● **EXTRACTED DATA**:
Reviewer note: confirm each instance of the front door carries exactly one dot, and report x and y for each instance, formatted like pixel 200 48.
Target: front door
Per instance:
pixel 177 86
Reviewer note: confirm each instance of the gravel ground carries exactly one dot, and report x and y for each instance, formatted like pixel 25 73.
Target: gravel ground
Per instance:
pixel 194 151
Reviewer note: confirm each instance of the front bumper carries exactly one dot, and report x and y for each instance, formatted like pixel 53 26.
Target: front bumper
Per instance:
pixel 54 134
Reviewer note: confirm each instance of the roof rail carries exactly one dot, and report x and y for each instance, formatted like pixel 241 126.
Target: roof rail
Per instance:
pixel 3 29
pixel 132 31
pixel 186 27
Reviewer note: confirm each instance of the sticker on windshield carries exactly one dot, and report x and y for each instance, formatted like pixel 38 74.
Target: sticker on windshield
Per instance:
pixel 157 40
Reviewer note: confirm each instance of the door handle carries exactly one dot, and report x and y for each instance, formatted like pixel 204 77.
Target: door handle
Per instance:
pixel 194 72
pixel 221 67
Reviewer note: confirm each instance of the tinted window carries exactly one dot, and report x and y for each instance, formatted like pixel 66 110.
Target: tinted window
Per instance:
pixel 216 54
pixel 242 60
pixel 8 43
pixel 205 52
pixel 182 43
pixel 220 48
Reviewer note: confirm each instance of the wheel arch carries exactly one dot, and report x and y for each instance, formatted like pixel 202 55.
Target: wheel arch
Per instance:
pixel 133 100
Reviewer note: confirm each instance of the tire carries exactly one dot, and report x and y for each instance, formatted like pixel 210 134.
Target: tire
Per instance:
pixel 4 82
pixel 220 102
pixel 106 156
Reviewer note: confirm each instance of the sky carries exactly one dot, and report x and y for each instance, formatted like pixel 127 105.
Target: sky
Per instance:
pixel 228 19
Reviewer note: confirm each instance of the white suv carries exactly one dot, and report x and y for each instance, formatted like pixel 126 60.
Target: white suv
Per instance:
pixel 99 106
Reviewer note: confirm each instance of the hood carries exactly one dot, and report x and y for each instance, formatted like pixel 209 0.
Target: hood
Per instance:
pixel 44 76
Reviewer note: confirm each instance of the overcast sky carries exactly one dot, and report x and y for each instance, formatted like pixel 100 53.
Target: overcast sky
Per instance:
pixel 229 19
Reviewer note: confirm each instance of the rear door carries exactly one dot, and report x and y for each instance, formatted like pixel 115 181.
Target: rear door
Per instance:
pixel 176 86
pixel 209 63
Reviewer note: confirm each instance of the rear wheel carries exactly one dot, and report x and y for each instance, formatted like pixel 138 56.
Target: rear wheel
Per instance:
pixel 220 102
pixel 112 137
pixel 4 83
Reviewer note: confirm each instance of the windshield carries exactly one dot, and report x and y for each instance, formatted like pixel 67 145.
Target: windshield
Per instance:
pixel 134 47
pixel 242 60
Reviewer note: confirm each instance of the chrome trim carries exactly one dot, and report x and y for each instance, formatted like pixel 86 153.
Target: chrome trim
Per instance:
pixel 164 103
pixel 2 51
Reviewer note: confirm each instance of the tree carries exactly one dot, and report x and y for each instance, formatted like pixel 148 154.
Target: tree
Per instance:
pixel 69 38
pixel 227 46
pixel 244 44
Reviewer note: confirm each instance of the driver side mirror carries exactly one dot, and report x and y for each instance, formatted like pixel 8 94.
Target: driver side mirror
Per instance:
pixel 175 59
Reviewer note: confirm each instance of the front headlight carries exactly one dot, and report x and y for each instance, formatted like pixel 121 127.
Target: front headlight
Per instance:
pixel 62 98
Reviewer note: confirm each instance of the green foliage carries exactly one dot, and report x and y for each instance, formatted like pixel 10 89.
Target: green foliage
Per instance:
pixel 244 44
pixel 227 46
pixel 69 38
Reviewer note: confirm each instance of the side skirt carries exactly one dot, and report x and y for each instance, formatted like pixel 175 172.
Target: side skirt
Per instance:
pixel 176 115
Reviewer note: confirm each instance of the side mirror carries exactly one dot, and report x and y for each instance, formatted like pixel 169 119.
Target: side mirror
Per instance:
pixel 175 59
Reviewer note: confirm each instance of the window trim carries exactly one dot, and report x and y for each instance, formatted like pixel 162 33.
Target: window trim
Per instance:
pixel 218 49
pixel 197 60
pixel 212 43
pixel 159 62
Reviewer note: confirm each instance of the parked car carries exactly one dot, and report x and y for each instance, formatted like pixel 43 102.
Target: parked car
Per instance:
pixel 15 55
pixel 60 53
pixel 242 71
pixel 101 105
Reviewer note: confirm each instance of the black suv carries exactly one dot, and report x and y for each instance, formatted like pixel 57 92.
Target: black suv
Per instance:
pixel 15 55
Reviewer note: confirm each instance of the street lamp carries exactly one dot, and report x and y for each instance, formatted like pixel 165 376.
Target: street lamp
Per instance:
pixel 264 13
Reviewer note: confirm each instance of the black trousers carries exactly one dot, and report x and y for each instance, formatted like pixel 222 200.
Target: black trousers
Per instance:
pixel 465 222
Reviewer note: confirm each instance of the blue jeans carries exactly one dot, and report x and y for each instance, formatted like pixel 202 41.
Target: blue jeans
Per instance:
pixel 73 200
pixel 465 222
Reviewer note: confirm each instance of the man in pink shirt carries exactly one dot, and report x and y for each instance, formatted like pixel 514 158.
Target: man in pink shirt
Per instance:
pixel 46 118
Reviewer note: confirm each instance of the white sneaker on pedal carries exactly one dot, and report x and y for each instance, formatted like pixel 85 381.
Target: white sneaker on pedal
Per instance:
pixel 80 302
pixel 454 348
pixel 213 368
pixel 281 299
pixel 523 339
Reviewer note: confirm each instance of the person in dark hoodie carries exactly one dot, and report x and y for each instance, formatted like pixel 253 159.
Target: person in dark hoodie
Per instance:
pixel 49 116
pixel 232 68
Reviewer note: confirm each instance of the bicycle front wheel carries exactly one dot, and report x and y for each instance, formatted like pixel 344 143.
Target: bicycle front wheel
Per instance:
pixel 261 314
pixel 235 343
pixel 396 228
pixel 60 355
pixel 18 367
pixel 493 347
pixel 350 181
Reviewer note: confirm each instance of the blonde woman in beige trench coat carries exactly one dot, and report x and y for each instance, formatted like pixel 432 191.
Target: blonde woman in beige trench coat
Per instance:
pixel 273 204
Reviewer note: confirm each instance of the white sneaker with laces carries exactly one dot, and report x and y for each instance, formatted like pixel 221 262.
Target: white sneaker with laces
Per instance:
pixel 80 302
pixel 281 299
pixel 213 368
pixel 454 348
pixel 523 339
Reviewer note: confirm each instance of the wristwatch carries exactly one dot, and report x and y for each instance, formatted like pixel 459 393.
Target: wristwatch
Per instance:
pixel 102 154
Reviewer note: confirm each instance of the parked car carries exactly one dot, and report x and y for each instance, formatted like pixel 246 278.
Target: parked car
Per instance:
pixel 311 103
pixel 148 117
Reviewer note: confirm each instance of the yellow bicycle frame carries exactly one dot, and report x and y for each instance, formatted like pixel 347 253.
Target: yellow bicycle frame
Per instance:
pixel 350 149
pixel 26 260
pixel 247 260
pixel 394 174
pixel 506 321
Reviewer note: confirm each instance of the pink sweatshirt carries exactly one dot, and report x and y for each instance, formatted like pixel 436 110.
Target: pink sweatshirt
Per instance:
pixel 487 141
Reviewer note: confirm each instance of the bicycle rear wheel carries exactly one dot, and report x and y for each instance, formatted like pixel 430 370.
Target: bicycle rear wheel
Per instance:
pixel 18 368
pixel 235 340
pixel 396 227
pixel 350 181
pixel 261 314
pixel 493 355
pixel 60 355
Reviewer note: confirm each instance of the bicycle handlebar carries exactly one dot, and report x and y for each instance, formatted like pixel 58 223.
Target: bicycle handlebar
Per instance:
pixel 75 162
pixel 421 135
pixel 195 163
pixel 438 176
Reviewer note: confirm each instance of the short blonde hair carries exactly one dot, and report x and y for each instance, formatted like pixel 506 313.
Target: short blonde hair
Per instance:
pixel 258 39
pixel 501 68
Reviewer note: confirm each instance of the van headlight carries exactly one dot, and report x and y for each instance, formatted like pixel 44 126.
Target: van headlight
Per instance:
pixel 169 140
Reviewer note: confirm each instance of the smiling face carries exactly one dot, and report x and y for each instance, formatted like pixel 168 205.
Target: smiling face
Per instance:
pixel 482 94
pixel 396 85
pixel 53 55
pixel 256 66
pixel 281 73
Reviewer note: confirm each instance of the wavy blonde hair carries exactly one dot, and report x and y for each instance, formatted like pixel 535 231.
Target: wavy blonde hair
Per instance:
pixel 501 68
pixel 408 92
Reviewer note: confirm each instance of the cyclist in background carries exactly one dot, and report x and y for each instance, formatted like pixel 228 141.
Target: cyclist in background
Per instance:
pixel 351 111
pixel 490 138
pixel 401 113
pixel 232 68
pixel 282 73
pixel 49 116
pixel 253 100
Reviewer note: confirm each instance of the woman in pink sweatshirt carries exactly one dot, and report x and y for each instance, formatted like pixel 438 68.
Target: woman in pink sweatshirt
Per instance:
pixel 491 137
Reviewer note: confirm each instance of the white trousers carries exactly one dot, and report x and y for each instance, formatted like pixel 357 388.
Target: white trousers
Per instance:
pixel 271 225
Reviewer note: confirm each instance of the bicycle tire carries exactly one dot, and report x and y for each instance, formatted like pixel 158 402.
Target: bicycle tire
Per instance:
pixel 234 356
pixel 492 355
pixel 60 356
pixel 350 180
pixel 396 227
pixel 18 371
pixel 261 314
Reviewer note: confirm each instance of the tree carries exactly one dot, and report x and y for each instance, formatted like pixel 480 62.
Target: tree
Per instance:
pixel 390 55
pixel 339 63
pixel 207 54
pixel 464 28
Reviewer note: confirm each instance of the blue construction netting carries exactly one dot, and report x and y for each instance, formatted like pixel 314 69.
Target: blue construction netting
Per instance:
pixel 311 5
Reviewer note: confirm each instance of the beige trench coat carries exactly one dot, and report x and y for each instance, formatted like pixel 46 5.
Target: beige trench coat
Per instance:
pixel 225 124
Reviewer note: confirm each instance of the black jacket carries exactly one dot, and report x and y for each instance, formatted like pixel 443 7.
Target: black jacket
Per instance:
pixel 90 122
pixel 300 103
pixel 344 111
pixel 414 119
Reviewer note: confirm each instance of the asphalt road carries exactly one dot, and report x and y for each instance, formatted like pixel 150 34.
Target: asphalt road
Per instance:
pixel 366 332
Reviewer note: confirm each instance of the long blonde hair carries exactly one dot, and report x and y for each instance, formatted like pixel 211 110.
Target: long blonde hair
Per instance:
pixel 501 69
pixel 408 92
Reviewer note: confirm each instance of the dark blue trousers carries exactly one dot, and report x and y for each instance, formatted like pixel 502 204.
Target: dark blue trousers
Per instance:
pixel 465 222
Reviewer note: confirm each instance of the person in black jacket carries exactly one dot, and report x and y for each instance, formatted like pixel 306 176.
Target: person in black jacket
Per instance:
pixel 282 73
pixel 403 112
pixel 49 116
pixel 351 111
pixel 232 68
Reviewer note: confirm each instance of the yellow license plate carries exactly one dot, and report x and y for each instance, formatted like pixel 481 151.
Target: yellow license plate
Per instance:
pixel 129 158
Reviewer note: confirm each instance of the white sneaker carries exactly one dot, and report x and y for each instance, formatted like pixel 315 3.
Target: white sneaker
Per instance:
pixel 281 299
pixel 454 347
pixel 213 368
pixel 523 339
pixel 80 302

● **DIRECTIONS FOR THIS TASK**: Reproduce the data above verbatim, from its first line to the line containing "pixel 194 151", with both of those lines included.

● **FINISHED TASK**:
Reviewer note: confirm each instance of the front door carries exactly one dot, and report x and y for each instance, formatted like pixel 200 48.
Target: front door
Per instance:
pixel 177 86
Reviewer note: confirm each instance of the gravel ground carries exactly one dot, and report x and y for each instance, formatted like pixel 25 73.
Target: gravel ground
Per instance:
pixel 194 151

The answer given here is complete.